Items from a dataset

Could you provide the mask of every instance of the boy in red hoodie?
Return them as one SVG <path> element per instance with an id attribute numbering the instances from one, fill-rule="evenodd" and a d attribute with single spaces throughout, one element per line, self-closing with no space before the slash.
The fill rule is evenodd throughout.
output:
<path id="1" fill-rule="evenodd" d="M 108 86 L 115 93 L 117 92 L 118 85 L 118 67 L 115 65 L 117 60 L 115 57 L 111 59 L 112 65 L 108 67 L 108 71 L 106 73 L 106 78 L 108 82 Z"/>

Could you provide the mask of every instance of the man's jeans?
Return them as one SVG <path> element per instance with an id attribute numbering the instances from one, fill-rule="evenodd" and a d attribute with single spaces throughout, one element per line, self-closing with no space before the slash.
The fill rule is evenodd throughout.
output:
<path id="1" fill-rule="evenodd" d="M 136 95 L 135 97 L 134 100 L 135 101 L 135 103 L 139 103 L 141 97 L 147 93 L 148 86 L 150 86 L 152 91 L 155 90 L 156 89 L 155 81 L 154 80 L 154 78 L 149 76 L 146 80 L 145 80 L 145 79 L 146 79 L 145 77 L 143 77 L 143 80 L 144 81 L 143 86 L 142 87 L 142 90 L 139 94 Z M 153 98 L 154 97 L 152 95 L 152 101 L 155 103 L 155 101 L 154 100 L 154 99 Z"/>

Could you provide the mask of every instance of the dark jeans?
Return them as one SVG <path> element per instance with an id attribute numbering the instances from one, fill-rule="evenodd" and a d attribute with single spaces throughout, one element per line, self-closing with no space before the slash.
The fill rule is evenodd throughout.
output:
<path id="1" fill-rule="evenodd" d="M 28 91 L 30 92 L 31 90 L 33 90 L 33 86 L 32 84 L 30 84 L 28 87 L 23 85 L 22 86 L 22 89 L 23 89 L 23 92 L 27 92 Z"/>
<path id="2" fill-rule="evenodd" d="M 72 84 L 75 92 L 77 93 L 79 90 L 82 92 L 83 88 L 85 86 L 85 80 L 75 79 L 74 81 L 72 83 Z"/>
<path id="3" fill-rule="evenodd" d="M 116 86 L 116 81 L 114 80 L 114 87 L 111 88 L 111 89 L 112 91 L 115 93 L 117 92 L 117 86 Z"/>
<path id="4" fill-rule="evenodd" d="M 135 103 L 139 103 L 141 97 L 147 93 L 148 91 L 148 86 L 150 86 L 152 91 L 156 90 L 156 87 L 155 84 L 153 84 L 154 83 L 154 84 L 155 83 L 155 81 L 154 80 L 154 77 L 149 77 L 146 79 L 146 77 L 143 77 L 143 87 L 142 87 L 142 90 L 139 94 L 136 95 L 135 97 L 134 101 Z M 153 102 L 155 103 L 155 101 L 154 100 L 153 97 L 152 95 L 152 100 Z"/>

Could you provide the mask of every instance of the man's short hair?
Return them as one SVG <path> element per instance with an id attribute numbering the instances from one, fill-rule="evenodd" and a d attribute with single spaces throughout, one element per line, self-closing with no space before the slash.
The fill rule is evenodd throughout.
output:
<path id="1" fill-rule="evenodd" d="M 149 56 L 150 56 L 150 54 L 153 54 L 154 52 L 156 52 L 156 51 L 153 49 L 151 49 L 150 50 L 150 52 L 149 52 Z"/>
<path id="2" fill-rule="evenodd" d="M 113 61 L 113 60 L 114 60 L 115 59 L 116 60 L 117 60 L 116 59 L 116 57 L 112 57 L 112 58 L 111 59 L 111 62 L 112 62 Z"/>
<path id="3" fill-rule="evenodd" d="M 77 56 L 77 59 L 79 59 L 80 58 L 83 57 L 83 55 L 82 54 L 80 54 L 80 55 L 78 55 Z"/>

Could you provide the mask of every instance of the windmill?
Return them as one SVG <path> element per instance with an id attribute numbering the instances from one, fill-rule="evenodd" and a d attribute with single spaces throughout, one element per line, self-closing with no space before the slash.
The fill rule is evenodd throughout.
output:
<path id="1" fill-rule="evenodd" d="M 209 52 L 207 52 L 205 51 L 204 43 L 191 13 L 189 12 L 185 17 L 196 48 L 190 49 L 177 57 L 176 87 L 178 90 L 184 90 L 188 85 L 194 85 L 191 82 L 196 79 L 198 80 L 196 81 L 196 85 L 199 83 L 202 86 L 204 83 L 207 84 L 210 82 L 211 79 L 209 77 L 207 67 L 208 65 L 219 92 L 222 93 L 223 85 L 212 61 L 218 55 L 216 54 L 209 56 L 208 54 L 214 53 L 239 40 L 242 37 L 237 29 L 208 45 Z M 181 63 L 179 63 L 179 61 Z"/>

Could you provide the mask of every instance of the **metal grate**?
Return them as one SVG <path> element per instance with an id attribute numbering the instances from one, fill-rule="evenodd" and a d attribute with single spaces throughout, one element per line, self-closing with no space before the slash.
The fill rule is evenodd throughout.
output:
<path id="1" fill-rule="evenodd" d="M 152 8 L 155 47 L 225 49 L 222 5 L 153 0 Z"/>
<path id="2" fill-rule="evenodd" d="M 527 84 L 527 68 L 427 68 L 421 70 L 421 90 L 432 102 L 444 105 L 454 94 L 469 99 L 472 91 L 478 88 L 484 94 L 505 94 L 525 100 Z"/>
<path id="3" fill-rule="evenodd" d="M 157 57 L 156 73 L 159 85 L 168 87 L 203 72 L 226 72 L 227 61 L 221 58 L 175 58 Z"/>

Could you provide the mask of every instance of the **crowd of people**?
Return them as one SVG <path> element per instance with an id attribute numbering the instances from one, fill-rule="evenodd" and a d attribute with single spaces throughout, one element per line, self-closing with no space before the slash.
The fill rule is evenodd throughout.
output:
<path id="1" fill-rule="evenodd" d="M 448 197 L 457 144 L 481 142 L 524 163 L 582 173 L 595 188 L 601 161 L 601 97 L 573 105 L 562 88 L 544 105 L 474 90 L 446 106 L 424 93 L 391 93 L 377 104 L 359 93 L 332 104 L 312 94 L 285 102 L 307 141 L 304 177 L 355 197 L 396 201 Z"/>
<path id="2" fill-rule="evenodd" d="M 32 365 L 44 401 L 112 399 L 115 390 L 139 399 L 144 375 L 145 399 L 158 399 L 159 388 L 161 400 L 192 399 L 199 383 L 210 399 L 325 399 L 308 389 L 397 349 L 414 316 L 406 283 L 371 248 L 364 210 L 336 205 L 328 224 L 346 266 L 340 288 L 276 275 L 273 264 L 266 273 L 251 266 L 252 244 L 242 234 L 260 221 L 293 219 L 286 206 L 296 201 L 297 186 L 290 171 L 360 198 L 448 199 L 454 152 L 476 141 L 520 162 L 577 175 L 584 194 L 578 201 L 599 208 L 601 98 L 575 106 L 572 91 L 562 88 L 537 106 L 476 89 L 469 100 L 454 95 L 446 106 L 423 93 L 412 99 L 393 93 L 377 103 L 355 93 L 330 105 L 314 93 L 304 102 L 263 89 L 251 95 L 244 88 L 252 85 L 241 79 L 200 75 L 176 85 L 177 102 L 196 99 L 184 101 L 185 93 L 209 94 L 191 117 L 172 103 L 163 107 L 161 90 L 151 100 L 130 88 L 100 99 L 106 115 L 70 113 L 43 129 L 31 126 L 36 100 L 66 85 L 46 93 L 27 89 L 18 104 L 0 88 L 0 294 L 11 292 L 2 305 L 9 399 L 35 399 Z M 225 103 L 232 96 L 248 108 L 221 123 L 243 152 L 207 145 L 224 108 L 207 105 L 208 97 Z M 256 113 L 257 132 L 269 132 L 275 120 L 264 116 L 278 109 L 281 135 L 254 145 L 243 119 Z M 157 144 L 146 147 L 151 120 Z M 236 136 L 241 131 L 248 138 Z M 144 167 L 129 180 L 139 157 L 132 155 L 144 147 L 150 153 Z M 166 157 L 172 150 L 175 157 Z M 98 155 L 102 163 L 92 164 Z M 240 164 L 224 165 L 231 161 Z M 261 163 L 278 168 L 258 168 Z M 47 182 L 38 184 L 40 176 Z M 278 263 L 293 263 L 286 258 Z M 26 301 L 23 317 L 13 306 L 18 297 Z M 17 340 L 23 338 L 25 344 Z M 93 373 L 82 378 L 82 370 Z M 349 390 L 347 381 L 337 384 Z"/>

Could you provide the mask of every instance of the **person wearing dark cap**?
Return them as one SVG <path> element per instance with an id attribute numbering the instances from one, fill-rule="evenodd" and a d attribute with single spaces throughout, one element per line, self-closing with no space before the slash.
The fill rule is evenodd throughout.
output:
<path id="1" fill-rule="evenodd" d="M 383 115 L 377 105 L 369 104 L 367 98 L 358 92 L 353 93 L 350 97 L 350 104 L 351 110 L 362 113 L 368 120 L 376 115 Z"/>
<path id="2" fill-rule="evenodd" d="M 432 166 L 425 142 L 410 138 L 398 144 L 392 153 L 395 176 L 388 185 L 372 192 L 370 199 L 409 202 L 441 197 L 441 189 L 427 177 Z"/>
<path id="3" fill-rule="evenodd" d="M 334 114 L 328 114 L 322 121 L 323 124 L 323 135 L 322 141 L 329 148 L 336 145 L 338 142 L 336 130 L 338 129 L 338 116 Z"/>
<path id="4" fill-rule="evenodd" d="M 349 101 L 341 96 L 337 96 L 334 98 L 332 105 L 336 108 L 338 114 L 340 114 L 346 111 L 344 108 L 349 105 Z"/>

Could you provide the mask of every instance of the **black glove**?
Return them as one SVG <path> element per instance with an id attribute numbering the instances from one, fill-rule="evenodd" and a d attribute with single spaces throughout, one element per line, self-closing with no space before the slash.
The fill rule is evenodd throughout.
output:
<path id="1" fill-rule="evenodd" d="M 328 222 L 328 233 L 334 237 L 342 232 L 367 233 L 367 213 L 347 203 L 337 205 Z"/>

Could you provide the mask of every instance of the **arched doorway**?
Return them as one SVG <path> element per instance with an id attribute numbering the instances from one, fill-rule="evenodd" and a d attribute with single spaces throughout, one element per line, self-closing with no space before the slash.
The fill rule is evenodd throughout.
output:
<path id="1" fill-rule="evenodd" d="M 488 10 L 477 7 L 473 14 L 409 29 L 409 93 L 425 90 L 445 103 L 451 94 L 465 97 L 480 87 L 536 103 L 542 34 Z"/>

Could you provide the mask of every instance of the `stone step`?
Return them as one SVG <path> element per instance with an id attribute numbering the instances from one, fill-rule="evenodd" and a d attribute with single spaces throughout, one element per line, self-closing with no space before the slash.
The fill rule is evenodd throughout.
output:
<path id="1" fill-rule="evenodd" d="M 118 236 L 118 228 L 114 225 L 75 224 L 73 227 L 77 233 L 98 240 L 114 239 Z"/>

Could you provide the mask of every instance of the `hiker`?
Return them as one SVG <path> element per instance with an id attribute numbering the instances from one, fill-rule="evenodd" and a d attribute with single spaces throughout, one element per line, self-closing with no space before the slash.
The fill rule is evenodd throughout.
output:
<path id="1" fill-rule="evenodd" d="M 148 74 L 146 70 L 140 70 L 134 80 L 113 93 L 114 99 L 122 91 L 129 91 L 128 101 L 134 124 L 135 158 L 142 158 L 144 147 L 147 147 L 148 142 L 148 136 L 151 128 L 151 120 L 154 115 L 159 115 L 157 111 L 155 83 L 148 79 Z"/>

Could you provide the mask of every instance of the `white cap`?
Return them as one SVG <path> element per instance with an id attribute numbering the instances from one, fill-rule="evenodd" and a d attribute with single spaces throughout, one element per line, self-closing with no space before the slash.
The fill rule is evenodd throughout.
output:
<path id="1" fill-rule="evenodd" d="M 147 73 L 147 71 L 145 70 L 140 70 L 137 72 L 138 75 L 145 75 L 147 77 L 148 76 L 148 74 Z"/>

* * *

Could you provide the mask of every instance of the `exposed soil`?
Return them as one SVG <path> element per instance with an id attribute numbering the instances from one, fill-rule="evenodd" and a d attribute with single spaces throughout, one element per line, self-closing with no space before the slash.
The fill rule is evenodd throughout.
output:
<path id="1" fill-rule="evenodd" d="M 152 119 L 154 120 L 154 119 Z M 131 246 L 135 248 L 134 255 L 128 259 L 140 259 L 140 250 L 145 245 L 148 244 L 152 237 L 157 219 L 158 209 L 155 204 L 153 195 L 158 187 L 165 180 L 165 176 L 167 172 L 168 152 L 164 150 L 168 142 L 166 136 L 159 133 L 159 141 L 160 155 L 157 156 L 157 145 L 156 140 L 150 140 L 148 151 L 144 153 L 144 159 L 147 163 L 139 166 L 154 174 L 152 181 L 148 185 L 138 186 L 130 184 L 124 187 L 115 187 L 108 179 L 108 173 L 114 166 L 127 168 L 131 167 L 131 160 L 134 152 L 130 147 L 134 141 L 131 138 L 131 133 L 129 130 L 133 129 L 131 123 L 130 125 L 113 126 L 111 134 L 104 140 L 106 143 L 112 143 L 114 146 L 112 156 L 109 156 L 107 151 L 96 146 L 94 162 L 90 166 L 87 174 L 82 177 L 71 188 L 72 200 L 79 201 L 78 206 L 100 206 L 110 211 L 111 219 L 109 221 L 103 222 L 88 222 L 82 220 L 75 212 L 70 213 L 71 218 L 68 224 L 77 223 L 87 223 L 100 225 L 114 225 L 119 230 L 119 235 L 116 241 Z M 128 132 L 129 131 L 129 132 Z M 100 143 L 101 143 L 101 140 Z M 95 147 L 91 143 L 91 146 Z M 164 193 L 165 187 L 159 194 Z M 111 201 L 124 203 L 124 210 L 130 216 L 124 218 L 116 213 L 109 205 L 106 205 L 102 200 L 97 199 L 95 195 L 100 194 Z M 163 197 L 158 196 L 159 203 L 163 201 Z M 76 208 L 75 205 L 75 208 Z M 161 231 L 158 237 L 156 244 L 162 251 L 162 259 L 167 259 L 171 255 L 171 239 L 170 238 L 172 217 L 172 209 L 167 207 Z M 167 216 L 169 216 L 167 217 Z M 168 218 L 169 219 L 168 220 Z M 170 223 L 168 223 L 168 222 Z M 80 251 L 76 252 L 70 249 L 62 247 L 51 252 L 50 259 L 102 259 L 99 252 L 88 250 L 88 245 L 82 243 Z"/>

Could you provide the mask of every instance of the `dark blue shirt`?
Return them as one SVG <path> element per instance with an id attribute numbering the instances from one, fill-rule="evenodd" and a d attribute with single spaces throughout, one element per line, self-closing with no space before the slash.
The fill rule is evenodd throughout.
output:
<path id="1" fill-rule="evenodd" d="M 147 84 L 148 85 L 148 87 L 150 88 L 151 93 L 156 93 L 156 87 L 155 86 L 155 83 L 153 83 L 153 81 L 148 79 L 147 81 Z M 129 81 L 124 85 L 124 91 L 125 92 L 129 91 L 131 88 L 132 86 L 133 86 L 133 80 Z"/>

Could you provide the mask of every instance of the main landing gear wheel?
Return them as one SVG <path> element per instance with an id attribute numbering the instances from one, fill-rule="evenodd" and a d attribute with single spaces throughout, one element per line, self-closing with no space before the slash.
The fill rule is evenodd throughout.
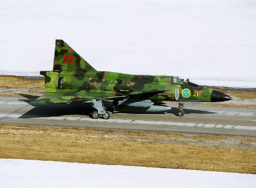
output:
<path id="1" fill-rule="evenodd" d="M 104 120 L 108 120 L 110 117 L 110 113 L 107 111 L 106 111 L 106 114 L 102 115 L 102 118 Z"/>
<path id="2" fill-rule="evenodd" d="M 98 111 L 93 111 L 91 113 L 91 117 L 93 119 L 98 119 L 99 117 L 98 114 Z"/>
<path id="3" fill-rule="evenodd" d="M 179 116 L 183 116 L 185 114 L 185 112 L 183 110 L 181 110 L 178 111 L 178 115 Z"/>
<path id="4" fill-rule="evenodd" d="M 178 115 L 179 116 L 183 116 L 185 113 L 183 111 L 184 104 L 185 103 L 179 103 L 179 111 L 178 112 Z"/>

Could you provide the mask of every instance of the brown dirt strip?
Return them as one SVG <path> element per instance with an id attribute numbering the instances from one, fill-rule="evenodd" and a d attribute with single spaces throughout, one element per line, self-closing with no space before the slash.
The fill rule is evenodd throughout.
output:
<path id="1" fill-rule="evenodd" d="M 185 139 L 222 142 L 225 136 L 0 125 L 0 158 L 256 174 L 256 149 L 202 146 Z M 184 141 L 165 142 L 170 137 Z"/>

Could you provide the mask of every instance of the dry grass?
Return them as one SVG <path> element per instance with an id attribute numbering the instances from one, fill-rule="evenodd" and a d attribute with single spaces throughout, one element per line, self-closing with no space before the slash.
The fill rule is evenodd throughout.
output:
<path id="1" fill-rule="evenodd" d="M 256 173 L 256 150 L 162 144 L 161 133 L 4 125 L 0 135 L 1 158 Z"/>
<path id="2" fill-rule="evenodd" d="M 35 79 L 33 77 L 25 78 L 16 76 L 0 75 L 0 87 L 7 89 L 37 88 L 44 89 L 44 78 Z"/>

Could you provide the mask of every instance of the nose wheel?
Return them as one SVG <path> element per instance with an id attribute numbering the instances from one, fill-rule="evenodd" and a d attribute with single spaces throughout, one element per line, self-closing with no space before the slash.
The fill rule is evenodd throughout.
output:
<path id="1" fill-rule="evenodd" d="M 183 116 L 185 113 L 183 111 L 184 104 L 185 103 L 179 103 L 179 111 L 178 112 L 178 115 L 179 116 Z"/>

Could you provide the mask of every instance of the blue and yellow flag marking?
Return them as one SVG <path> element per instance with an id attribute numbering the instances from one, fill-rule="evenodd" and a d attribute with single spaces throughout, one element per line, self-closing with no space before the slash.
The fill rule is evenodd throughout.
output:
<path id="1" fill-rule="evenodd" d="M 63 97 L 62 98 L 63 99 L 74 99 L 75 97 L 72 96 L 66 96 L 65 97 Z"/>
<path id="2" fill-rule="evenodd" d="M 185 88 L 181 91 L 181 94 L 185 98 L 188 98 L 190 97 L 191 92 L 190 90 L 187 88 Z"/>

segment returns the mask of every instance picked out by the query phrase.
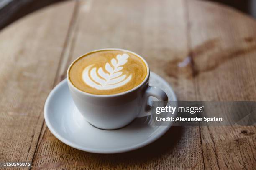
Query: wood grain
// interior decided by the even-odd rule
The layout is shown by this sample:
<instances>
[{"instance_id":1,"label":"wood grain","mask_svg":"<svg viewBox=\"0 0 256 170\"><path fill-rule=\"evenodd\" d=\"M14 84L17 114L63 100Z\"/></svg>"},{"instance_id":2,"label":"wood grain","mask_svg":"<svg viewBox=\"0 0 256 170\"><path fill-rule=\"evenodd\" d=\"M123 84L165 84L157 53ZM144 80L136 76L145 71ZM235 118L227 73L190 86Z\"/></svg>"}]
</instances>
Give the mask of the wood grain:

...

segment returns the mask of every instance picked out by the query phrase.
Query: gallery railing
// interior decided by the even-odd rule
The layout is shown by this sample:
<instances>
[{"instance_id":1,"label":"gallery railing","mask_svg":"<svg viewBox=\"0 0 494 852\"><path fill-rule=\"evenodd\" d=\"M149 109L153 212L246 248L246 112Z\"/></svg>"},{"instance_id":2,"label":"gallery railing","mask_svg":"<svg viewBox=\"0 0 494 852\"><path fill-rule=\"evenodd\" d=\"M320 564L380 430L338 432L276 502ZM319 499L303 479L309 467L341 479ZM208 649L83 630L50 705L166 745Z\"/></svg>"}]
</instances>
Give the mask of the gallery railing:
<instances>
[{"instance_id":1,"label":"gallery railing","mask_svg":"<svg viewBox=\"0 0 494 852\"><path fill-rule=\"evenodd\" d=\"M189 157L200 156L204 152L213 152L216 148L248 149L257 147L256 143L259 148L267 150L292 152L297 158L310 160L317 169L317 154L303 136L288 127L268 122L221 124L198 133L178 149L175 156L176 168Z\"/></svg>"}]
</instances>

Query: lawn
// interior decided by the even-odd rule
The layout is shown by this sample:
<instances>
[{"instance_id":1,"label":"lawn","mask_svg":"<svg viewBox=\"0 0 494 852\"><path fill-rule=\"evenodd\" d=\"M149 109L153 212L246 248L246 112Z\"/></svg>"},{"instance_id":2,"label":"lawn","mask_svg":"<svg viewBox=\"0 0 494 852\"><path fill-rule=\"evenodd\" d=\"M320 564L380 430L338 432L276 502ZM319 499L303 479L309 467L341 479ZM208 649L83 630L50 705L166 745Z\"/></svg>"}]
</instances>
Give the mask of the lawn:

Aim: Output the stretch from the line containing "Could you provide the mask of every instance of the brown" through the line containing "185 139 L 222" as a numbered list, leaving out blank lines.

Reply to the task:
1. Could you provide the mask of every instance of the brown dirt strip?
2. Return them as one SVG <path> element per instance with an id attribute numbering the instances from one, fill-rule="evenodd" and a d attribute with single spaces throughout, one element per line, self-closing with no space before the slash.
3. The fill rule is evenodd throughout.
4. output:
5. <path id="1" fill-rule="evenodd" d="M 185 139 L 222 142 L 225 136 L 0 125 L 0 158 L 256 174 L 256 149 L 202 146 Z M 184 141 L 165 142 L 170 137 Z"/>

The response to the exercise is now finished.